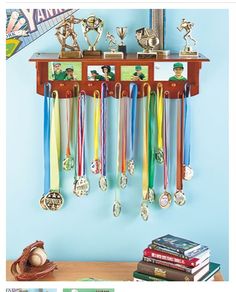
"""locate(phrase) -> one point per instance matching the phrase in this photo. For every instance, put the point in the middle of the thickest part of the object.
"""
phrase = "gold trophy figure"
(188, 50)
(92, 23)
(64, 31)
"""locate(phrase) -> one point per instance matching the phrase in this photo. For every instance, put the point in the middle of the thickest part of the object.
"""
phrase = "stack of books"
(171, 258)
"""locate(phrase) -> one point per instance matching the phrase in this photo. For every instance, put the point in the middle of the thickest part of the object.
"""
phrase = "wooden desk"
(107, 271)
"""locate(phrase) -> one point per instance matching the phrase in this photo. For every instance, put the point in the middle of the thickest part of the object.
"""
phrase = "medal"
(165, 198)
(46, 142)
(160, 152)
(144, 210)
(187, 170)
(179, 196)
(81, 183)
(53, 201)
(68, 162)
(132, 126)
(103, 118)
(96, 164)
(116, 208)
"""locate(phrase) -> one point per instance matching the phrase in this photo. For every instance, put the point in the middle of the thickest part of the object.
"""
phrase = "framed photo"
(170, 71)
(64, 71)
(101, 73)
(134, 73)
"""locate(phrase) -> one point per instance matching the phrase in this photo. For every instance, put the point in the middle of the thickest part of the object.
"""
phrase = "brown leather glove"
(22, 270)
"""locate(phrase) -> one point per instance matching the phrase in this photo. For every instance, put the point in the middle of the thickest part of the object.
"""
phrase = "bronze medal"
(53, 201)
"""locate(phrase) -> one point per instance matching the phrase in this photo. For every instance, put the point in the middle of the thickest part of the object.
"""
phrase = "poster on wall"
(23, 26)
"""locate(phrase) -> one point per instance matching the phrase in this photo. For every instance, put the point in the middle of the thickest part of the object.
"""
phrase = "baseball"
(37, 257)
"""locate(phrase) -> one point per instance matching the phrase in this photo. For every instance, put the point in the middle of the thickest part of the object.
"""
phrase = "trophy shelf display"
(42, 61)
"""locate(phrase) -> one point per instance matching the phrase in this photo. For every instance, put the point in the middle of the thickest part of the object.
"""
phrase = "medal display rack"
(174, 87)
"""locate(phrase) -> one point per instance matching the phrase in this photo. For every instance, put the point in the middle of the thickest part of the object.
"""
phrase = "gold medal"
(187, 172)
(81, 186)
(165, 200)
(53, 201)
(179, 198)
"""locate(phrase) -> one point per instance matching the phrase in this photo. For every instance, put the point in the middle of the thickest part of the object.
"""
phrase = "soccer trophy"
(187, 50)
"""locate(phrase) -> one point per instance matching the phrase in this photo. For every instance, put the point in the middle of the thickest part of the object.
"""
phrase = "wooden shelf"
(42, 60)
(106, 271)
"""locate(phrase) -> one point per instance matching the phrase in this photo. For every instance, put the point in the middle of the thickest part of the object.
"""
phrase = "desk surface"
(106, 271)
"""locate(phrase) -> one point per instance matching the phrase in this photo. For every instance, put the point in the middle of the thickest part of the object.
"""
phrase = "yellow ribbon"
(145, 182)
(55, 143)
(159, 115)
(96, 97)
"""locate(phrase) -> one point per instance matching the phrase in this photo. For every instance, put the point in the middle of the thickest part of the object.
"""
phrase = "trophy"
(122, 31)
(113, 54)
(187, 50)
(64, 31)
(92, 23)
(147, 38)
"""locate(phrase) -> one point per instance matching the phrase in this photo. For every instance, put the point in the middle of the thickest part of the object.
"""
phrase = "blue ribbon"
(133, 89)
(46, 127)
(187, 124)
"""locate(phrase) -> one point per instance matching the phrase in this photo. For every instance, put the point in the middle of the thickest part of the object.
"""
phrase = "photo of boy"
(138, 74)
(108, 74)
(178, 68)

######

**HOW TO COMPLETE THIS TASK:** An exact reproduction of the material above is needed, without its pictures.

**EXERCISE OUTPUT:**
"""locate(phrase) -> one point per instance matching the phrase in this photo. For every instance, put the point in the middle of the thickest part of the object.
"""
phrase = "gold trophy figure"
(188, 50)
(92, 23)
(64, 31)
"""locate(phrase) -> one point per instance matching the phrase in this photo. For every instance, put the point in the middle of the thickest part of the object.
"""
phrase = "stack of books"
(171, 258)
"""locate(phrase) -> one point per instance matching the phrase in this photo. For every instance, put the point in the middle of the thickest part of the object.
"""
phrase = "wooden desk"
(107, 271)
"""locate(phrase) -> one point per instance matching the phrase in this photo. For every instance, put the point in the middle of the thickest part of the object.
"""
phrase = "medal"
(165, 198)
(46, 142)
(160, 152)
(144, 210)
(187, 170)
(179, 196)
(81, 183)
(53, 201)
(68, 162)
(132, 126)
(103, 118)
(96, 164)
(116, 208)
"""locate(phrase) -> one point per instance matching the phrase in this photo. For every instance, put the point in the middle of the thickest part of the object.
"""
phrase = "framed photo"
(170, 71)
(64, 71)
(101, 73)
(134, 73)
"""locate(phrase) -> one point per instance matching the phrase in this photo. For every instance, put the point in the middle of the thickest part of the object.
"""
phrase = "brown leather glove"
(22, 270)
"""locate(phrase) -> one point per instance matching the phrase in this photo. For every instance, put the point in the middle of the thickest part of the object.
"""
phrase = "bronze medal"
(53, 201)
"""locate(phrase) -> one point per instance matching the phrase in this photo. For every instance, put the point in the middle of the thickest part of the object.
"""
phrase = "poster on wall"
(23, 26)
"""locate(phrase) -> one point per instance matching the phrase in this photo. For every instance, put the point in the middle of the thickest part of the object.
"""
phrase = "baseball"
(37, 257)
"""locate(phrase) -> one point per instance matching the phrase in this photo. For every instance, put the point in the middle of the thickest part of the object.
"""
phrase = "trophy shelf display"
(42, 61)
"""locate(phrase) -> one point per instance matching the phrase in this photo. For every instance, put the point in the middle of the thickest part of the object.
"""
phrase = "medal display rack"
(174, 87)
"""locate(phrase) -> one point per instance matching the phrase in this photo. For every instance, put the point in the middle of the thickest part of the object.
"""
phrase = "gold medal"
(187, 172)
(81, 186)
(165, 200)
(53, 201)
(179, 198)
"""locate(phrase) -> one point per instance matching the phrase in this photo. For every instance, put the point in the middle of the thickest part of the object.
"""
phrase = "soccer trophy"
(187, 50)
"""locate(phrase) -> one point per instance matching the phrase in this photo. For every instance, put the point in the middle of the thickest part of the object.
"""
phrase = "wooden shelf"
(42, 60)
(106, 271)
"""locate(phrase) -> one point per instance matching the phrase in this photo. For every instance, put the point in the middle of the thickest part of the object.
"""
phrase = "desk surface"
(106, 271)
"""locate(phrase) -> one point per instance matching the phrase in this photo. For every instance, put the point in the middle of the thickest part of the object.
"""
phrase = "yellow ribbon"
(145, 182)
(55, 143)
(159, 115)
(96, 97)
"""locate(phrase) -> one point per instance matching the phrase in this photo. For every instance, put the point in the middle of the thickest part of the object.
"""
phrase = "trophy"
(122, 31)
(113, 54)
(187, 50)
(64, 31)
(92, 23)
(147, 38)
"""locate(phrase) -> one point per instance matching the phrase in this photo. For every instance, put the point in the middle of the thickest part of the object.
"""
phrase = "blue ribbon"
(133, 89)
(46, 127)
(187, 124)
"""locate(phrase) -> one point per instance matching the phrase in this photo. For every instance, put the point in the middle of the thickest part of the object.
"""
phrase = "photo of boy"
(138, 74)
(108, 74)
(178, 68)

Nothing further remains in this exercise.